▶ _STATED PROBLEM_: Reproduce the following material exactly, including every line.

▶ _TASK DATA_:

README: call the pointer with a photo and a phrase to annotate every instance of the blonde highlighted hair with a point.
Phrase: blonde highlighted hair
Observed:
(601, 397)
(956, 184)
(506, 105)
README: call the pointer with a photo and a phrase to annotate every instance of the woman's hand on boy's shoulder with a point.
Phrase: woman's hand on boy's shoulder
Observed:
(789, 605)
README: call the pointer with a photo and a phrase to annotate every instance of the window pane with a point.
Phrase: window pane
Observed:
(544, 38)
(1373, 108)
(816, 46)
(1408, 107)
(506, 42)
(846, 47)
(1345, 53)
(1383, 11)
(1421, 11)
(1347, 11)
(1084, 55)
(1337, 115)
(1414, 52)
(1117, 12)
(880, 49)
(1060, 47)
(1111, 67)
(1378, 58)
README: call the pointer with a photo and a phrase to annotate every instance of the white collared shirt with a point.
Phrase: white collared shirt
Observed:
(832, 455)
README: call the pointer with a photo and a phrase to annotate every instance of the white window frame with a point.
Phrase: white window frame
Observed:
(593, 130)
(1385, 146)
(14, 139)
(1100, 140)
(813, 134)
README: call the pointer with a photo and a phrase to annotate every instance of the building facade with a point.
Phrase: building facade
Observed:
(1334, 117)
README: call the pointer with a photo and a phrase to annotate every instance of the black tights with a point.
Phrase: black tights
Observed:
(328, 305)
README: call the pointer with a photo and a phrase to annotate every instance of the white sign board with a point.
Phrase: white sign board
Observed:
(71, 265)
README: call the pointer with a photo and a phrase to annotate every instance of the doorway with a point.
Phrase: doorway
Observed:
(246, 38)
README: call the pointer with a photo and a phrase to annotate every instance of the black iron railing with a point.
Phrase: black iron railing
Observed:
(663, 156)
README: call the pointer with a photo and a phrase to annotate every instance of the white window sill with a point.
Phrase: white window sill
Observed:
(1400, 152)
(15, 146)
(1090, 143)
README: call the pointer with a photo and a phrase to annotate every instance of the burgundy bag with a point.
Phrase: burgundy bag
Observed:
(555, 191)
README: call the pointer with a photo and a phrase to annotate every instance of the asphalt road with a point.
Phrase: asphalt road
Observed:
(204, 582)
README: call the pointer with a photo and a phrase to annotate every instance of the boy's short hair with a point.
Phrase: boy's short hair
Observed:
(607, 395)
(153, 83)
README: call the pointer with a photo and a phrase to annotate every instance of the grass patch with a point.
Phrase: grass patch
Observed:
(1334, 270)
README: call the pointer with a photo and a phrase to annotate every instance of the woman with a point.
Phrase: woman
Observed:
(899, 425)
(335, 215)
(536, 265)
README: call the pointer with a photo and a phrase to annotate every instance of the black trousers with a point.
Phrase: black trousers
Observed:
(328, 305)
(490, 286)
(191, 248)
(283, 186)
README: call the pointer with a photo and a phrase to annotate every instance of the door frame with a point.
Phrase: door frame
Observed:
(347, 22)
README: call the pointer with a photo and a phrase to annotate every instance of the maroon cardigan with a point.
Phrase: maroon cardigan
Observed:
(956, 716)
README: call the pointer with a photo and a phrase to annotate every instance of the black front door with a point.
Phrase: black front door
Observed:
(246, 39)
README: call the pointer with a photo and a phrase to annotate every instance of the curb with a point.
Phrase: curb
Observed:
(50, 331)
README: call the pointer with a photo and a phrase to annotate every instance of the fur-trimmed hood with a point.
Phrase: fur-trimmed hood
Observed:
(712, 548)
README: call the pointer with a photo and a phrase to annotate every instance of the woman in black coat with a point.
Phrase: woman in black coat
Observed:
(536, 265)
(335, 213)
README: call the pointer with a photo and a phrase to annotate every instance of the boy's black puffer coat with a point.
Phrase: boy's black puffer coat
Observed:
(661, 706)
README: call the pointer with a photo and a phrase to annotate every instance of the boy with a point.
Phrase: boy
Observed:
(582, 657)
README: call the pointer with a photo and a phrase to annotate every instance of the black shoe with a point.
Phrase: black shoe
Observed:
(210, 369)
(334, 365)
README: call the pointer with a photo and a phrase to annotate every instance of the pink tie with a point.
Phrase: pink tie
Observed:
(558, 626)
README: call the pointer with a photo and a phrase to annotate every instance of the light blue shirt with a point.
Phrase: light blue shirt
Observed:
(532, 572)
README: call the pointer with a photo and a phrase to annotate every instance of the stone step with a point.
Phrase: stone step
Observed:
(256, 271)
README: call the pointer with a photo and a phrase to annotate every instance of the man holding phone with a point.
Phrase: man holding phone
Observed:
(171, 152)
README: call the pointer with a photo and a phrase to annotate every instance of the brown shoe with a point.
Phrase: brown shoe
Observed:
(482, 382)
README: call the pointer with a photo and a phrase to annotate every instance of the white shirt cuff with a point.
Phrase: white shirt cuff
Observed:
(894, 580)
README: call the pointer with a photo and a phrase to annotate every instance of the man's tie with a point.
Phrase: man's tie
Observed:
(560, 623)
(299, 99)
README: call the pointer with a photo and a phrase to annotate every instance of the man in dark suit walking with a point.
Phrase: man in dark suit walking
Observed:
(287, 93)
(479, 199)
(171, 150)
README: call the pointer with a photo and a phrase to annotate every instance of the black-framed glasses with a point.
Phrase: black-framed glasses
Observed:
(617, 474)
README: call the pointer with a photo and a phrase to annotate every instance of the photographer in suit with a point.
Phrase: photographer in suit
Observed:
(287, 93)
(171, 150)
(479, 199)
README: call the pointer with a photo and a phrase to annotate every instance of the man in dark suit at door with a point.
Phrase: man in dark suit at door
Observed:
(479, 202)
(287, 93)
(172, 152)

▶ _CORRECT ANSWER_:
README: call the pointer with a photo and a phrase to annotate every instance of the blonde highlighted hair with a point.
Phrase: blonde highlighted hair
Observed:
(601, 397)
(956, 184)
(506, 105)
README: call the pointer with a photo and a phrase to annotate every instance of the woman's hand on boy's shoulder with a point.
Phrase: woman's hand on boy's shoulder
Observed:
(789, 605)
README: call the pointer with a photo and a phrase to annotate every instance of the window pane with a point.
Phrase: window pane
Observed:
(544, 38)
(1373, 108)
(816, 46)
(1408, 107)
(506, 42)
(846, 47)
(1345, 53)
(1383, 11)
(1421, 11)
(1347, 11)
(1084, 55)
(1337, 115)
(1414, 52)
(1117, 12)
(880, 49)
(1060, 47)
(1111, 67)
(1378, 58)
README: call the pointer with a photo and a phrase to annotate every instance of the white collared shirt with a point.
Phrase: white collared shirt
Observed:
(832, 455)
README: call the pointer with a photo and a phrase to annotate every instance of the white window frame with a point.
Phrase: white window frame
Observed:
(593, 130)
(1385, 146)
(14, 139)
(1100, 140)
(813, 134)
README: call the pointer with a photo and a phrase to annotate every instance of the building facade with a point.
Phrase: building facade
Observed:
(1334, 117)
README: call the pointer with a photo and a phrase to annotate every instance of the black tights with a point.
Phrase: black tights
Observed:
(328, 305)
README: call the pointer with a photo and a phrase to annotate every instance of the white sign board with a point.
Phrase: white sign board
Observed:
(71, 265)
README: call the pointer with a photo and a phrase to annotate every instance of the doorway with a point.
Phrase: doorway
Observed:
(246, 38)
README: call the pointer with a photo and a phrase to annotate every instance of the black iron railing with a point.
Phrase: black iron railing
Observed:
(663, 156)
README: call the pointer with a photo and a phrase to annotate every instance of the white window sill with a point.
Phrase: white window sill
Observed:
(1400, 152)
(15, 146)
(1090, 143)
README: call the pointer with a photo and a phrase to annotate every instance of the burgundy bag with a point.
Phrase: burgundy bag
Observed:
(555, 191)
README: call the pointer with a photo and a phrase to annotate every instance of the asphalt road with a point.
Phrase: asphalt road
Observed:
(204, 582)
README: call the pointer with a photo and a phrase to annotate every instance of the boy's short hair with a point.
Phrase: boy's short hair
Observed:
(607, 395)
(153, 83)
README: call the pointer with a photo and a phrase to annotate every instance of the grass patch with a point.
Phrase: grass patch
Observed:
(1334, 270)
README: call the pointer with a photo and a phrase to annotate every instance of the woman with a point.
Phrase: woman
Observed:
(899, 425)
(335, 215)
(536, 265)
README: call the pointer with a photo and a phrase to annotate every instance of the black trousers with a point.
Phrase: black trousers
Observed:
(328, 305)
(490, 286)
(191, 248)
(283, 186)
README: call the pointer with a photo and a phrase to annotate every instance of the door frame with a point.
Phrase: door frame
Observed:
(347, 22)
README: call the pointer with a photo and a phrase to annotate every instance of the maroon cardigan with a point.
Phrase: maroon cardigan
Observed:
(956, 716)
README: call the pointer with a photo and a phrase to annotate every instance of the black front door with a point.
Phrase: black front door
Observed:
(246, 39)
README: call the pointer with a photo and a phrase to annotate every instance of the curb with a point.
Phrase: curb
Observed:
(50, 331)
README: call the pointer with a photo and a phrase to annotate every instance of the fur-trimmed hood with a point.
Phrase: fur-trimmed hood
Observed:
(712, 548)
README: call the pointer with a photo and a phrase to annotate every instance of the woman in black coat with a point.
Phrase: woman in black coat
Observed:
(536, 265)
(335, 213)
README: call the pointer with a photo and a phrase to annotate every instance of the boy's black puffer coat with a point.
Phrase: boy's black puffer coat
Observed:
(661, 706)
README: call the pointer with a photo and a phrase to annotate every instance of the boy with a point.
Phrase: boy
Observed:
(582, 657)
README: call the pointer with a photo and a phrase to annotate every instance of the black shoe with a point.
Phrase: black shoe
Observed:
(210, 369)
(334, 365)
README: call the pointer with a photo and a phrase to annotate every instance of the pink tie with a point.
Phrase: pink tie
Observed:
(558, 626)
README: call the pointer with a photo and a phrase to annotate every instance of the light blue shirt with a point.
Phrase: light blue shirt
Observed:
(532, 572)
README: call the pointer with a photo and a phrase to annotate every instance of the stone step with a point.
Phrase: stone step
Observed:
(256, 271)
README: call the pointer with a photo and a phrase to annotate every instance of the man holding phone with a point.
Phrase: man holding phone
Observed:
(171, 152)
README: call the pointer with a photo and a phrase to annotate every instance of the brown shoe with a point.
Phrase: brown shoe
Observed:
(482, 382)
README: call the pointer with a photo and a phrase to annotate every instance of the white shirt cuff with a point.
Phrase: white shirt cuff
Observed:
(894, 580)
README: call the pointer with a photo and a phrase to annotate every instance of the man's tie with a point.
Phrase: man's tie
Observed:
(560, 623)
(299, 99)
README: call the pointer with a photo and a phrase to annotate every instance of the man in dark suit walking with a point.
Phrase: man in dark suit walking
Observed:
(287, 93)
(479, 199)
(171, 150)
README: call the pointer with a photo and a phrase to annotate every instance of the black-framed glasses with a point.
Phrase: black-framed glasses
Observed:
(617, 474)
README: call the pointer with a photo and a phrase to annotate every instance of the photographer in suit with a point.
Phrase: photographer in suit
Observed:
(287, 93)
(171, 150)
(479, 199)
README: call the pointer with a photo and a phrase to annotate every instance of the man in dark suit at door with a point.
Phrase: man in dark suit at door
Observed:
(479, 202)
(287, 93)
(172, 152)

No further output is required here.